Stated goal A: Output the passage of the chutney thread between "I wondered weather" and "or an alternative?", inclusive, copied verbatim.
## begin Source document
# chutney recipe question



## Hev (Oct 18, 2009)

Hello out there,

I wondered weather anyone could help me out with a recipe for chutney which is slightly diabetic friendly, as I am now trying my hardest to be a 'good diabetic!' ?

I have aquired a big bag of apples from my Mums garden and have got loads of green tomatoes from my own garden and would like to make some sort of chutney, but all the recipes I have found are packed to the brim with sugar. 

I dont know weather it would still work with less sugar than the recipe suggests, or an alternative? 

Would be grateful if anyone has got any ideas? 

Thanks
Hev x


----------



## Steff (Oct 18, 2009)

Apple Chutney

2 apples 
3 onions, peeled and minced
3/4 cup vinegar, white
3/4 cup brown sugar, light
1/3 cup raisins
1 tablespoon ginger, fresh,peeled and minced
1/8 teaspoon red pepper flakes
2 green chilies


----------



## bev (Oct 18, 2009)

Hi Hev,
Just wondering if you could use canderel?
Also, if you carb count - you should be able to make it from a normal recipe and work out the insulin value. If A wants to have tomato sauce i buy the little packs that you can get in macdonalds etc and it works out at 6cho per sachet. I just add the 6cho onto his total carbs and work out the ratio etc.Bev


----------



## Hev (Oct 18, 2009)

Thanks for the suggestions ladies... I think I will probably end up making it with proper sugar and a proper recipe like Steffs. Would it all stick together properly with canderel? - dont know but it just doesnt sound right does it! 
Ta very much x


----------



## Caroline (Oct 20, 2009)

The candarel website has all kinds of recipes, try looking there. They produce a recipe book, so that may be worth having to hand, someone has already provided a link in another thread


----------



## runner (Oct 25, 2009)

Think you're right about the sugar, but you could use a bit less and make sure it's muscavado or dark brown and substitute some dates or suchlike for some of it.  Good luck!


----------
## end Source document
## begin Dataset content
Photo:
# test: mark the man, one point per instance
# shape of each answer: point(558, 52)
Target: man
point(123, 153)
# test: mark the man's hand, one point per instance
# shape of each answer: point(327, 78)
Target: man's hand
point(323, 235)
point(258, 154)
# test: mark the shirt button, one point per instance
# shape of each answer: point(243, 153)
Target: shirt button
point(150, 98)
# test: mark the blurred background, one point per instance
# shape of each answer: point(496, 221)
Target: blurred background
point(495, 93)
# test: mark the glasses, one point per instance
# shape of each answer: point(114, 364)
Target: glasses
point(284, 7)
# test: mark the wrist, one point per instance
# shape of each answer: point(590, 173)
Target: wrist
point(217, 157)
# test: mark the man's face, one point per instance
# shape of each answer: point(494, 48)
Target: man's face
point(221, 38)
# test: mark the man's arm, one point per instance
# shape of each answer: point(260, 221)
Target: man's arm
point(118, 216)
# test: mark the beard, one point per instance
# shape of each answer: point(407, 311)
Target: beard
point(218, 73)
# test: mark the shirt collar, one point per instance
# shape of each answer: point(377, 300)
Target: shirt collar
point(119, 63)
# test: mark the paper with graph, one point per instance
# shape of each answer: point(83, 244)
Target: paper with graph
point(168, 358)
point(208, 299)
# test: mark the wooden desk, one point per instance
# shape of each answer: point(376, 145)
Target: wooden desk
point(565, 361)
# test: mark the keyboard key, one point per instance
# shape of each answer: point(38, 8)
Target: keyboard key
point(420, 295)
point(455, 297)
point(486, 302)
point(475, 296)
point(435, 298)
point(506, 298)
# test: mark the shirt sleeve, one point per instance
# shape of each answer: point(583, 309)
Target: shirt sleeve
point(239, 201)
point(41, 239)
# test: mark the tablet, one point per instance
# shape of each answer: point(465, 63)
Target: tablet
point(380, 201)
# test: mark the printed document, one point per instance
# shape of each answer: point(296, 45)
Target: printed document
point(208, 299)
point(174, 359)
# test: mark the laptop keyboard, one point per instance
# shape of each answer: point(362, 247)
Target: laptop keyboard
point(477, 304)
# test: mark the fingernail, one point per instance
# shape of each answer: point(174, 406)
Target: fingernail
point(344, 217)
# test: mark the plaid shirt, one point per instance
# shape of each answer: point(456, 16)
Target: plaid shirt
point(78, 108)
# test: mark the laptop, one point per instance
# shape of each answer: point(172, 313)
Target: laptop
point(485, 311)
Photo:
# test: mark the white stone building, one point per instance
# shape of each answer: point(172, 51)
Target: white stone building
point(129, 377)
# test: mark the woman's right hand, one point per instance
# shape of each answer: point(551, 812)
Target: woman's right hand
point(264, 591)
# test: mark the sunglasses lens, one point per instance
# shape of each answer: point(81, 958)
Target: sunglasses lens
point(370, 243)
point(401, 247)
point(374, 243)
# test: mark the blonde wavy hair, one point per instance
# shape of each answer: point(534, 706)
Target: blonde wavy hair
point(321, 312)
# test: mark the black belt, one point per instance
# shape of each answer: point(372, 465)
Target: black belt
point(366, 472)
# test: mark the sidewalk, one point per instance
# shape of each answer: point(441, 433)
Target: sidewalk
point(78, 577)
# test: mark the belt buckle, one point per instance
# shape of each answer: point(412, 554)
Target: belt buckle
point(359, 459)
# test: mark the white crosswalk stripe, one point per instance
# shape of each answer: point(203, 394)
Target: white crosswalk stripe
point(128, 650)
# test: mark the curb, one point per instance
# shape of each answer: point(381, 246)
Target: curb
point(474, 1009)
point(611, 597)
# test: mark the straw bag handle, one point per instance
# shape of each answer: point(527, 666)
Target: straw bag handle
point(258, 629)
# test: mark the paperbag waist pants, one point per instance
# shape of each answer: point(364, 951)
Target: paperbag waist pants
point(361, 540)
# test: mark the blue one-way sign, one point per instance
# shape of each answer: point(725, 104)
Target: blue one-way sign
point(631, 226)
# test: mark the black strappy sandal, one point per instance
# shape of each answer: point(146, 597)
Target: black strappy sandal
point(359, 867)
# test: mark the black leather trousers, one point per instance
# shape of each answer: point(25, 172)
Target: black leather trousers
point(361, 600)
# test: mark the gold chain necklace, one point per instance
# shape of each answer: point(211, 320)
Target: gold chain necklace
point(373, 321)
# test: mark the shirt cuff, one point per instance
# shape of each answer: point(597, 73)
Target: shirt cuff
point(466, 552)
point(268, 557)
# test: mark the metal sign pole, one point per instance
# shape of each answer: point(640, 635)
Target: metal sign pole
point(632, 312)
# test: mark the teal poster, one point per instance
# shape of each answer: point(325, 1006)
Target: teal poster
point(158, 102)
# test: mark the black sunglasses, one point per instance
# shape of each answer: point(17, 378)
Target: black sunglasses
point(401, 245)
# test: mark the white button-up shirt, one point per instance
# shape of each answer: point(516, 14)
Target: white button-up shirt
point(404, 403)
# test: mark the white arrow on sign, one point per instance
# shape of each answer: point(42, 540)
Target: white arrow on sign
## end Dataset content
Stated goal B: In the entries, replace "white" with "gray" in the lines from the one containing "# test: mark the black sunglasses, one" through the last line, inclusive. Output only those lines, leaving everything else unchanged.

Exercise result A:
I wondered weather anyone could help me out with a recipe for chutney which is slightly diabetic friendly, as I am now trying my hardest to be a 'good diabetic!' ?

I have aquired a big bag of apples from my Mums garden and have got loads of green tomatoes from my own garden and would like to make some sort of chutney, but all the recipes I have found are packed to the brim with sugar. 

I dont know weather it would still work with less sugar than the recipe suggests, or an alternative?

Exercise result B:
# test: mark the black sunglasses, one point per instance
# shape of each answer: point(17, 378)
Target: black sunglasses
point(401, 245)
# test: mark the gray button-up shirt, one point per instance
# shape of each answer: point(516, 14)
Target: gray button-up shirt
point(404, 403)
# test: mark the gray arrow on sign, one point per instance
# shape of each answer: point(42, 540)
Target: gray arrow on sign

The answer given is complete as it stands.